Aim >> Rewrite every line of the records below, replacing "camera-trap tally" with "site survey" and keeping everything else the same. Leave the pictures out of your answer.

Data for this exercise >>

^^^^^^^^^^^^^^^^

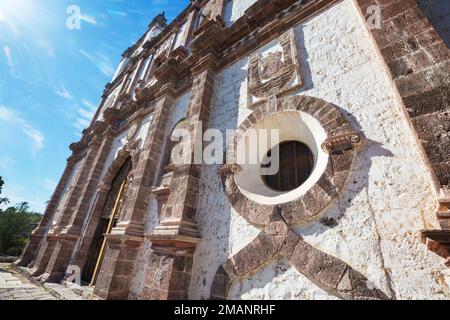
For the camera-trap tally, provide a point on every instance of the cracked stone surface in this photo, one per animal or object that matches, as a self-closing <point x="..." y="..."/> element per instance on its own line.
<point x="16" y="287"/>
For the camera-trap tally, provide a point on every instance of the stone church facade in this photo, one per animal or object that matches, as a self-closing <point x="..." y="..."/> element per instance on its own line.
<point x="365" y="109"/>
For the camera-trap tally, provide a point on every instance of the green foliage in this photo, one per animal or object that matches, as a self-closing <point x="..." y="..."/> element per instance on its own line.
<point x="16" y="224"/>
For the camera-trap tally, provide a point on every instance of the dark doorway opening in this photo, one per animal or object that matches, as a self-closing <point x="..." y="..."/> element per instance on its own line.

^^^^^^^^^^^^^^^^

Task solution >>
For the site survey, provide a point on every instance of the cracked stone surface in this photo, one per animal or object that matches, as a self-closing <point x="..." y="..."/> element per instance on its own line.
<point x="16" y="287"/>
For the site survey, provide a point on every instance of the stone church facade in this photo, one per animal or object that matches, as a self-closing <point x="..." y="..."/> element per instance on its own line.
<point x="365" y="109"/>
For the site survey, provide a point on every instance of the green foliage in this photo, one per animal or object that matches, as a self-closing <point x="..." y="..."/> element per instance on its own line.
<point x="16" y="224"/>
For the site survey, provide a point on every instance of the dark doorway opening in this photo, one per animal or object that matches, as a self-closing <point x="..." y="..."/> element per instance on its own line.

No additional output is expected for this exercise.